+++ Source document +++

This blog post is about what I have changed in my blog and website to make it faster. Recently, I have traveled with a bad airplane company that delayed my luggage. In the hope of getting my belongings back with me, I tried to use their website and support pages, and I was frustrated every time. The primary source of frustration was the website speed. So I decided to spend most of the time without my luggage (around five days), trying to use best practices to improve my website and blog, making my Hugo blog faster and way lighter than before.
The Investigations
On my way to Recife from Copenhagen, I realized that my luggage was stuck in Copenhagen on a TAP Airplane. My Apple AirTag helped me, but I could not do much besides using an unusable website: FlyTAP.com
So I inspected the website a little further, and I realized that the FlyTAP.com homepage weighs around 17MB. I had a lot of issues opening every single page on a Hotel Wifi. π± Using my 3G connection from my iPhone was an even worse experience.

+++ Data section +++

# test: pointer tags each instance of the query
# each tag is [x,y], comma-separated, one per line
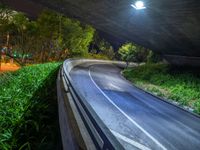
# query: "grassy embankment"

+++

Problem requirements: Please state how much the FlyTAP.com homepage weighs, according to the blog post. The material above comes from a different source than the blog post.

Task response: Around 17MB.